Extrait du document ::
——————
Comme vous le savez, je ne participe pas à l'opération des 68 Premières fois pour la rentrée littéraire de janvier 2019. Mais il est bien difficile de ne pas résister au chant des sirènes, alors, je picore avec parcimonie dans la sélection de nos fées et fais de très jolies découvertes, comme la plume de Constance JOLY dans "Le matin est un tigre". En ouvrant ce roman, je ne savais pas encore qu'il résonnerait formidablement bien avec la sculpture de Marie MONRIBOT découverte la veille : "Introspection".
Alma et Jean s'aiment depuis longtemps maintenant, enfin, s'aiment est peut-être un grand mot. Disons qu'ils cohabitent ensemble et entretiennent une relation empreinte de tendresse. L'amour s'est étiolé avec les années. Il y a bien leur fille, Billie, de 14 ans, mais le mal qui la ronge de l'intérieur fragilise plus encore le couple. Alma est bouquiniste à Paris, elle a repris l'affaire de sa mère décédée quand elle était encore jeune. Elle est persuadée qu'un chardon croît à l'intérieur du corps de sa fille. Rongée par un sentiment de culpabilité, et si elle lui avait transmis ses peurs et ses angoisses, Alma se décide à répondre à l'invitation d'un vieil homme, fasciné par ses collections de beaux livres, alors même que Billie est au plus mal. Et si sa guérison était à portée de main...
——————
Données extraites ::
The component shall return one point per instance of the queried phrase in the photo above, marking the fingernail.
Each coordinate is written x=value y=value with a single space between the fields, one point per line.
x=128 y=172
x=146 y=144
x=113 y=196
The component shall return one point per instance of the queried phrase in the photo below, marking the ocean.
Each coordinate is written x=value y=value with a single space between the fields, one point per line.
——————
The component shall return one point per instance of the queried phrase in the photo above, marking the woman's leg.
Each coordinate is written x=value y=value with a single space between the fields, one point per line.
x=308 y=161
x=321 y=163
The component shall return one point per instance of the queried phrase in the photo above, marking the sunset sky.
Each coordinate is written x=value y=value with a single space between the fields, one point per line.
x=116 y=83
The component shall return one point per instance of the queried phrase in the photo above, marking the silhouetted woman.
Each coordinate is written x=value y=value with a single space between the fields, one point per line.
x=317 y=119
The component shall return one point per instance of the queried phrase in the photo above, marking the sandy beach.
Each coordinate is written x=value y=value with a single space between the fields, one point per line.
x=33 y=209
——————
Vos tâches ::
- 1) Indiquez, s'il vous plaît, si chacune des affirmations suivantes concorde avec l'extrait sur le roman « Le matin est un tigre », en répondant par oui ou non et en citant les mots décisifs de l'extrait. (a) Alma exerce le métier de bouquiniste à Paris. (b) Billie est âgée de 16 ans. (c) La personne qui écrit participe à l'opération des 68 Premières fois pour la rentrée littéraire de janvier 2019.
- 2) Poursuivez l'extrait sur le roman « Le matin est un tigre » à partir de sa dernière phrase.

Réponses aux exercices ::
- 1)
(a) Oui : « Alma est bouquiniste à Paris ».
(b) Non : « leur fille, Billie, de 14 ans ».
(c) Non : « je ne participe pas à l'opération des 68 Premières fois pour la rentrée littéraire de janvier 2019 ».

- 2)
Dès les premières pages, j'ai été happée par la relation fusionnelle qui lie la mère à sa fille. Alma et Billie nourrissent une complicité redoutable que rien ne saurait rompre au point d'imaginer un langage rien que pour elles, des codes facilitant leur compréhension et les isolant de l'environnement extérieur. Pas étonnant que Jean peine à trouver sa place dans un cocon familial trop étroit pour lui. Alors, quand une mystérieuse maladie s'empare du corps de Billie, il devient de plus en plus difficile d'affronter à trois la dure réalité.
On n’entre pas facilement dans le malheur des autres, il est comme un bois trop sombre, une terre dévastée et lointaine pleine des grincements de la nuit. P. 50
Alma est elle-même une femme torturée. Avec la maladie de sa fille, ce sont ses propres démons qui resurgissent du passé. Toutes les deux se retrouvent unies par la malédiction de la filiation. J'ai été profondément touchée par leur mal-être, la douleur qui les tourmente et leur incapacité, dans cet état charnel et psychique, à mettre un pied devant l'autre.
Affronter la maladie de Billie devient pourtant la raison d'être d'Alma. L'écrivaine dresse le portrait d'une mère meurtrie qui va puiser dans son fort intérieur pour résister aux épreuves de la vie, chercher l'issue que le monde médical ne saurait trouver à la pathologie de sa fille. Elle est persuadée d'être la seule à pouvoir la libérer du mal qui l'assaille.
Constance JOLY aurait pu se contenter de mettre des mots sur des maux mais c'était sans compter sur la délicatesse et la grâce de sa plume. Elle réussit admirablement à imager son dessein et ainsi, à offrir des respirations dans un propos que tout obsède.
Elle a besoin de poésie. D’un espace où les mots sortent des clôtures du sens. Elle les visualise, comme des moutons sautant par-dessus la barrière, des mots libres, dans de grandes prairies tendres. P. 111
Le livre refermé, je le sens infuser lentement, j'ai envie de le savourer encore longtemps !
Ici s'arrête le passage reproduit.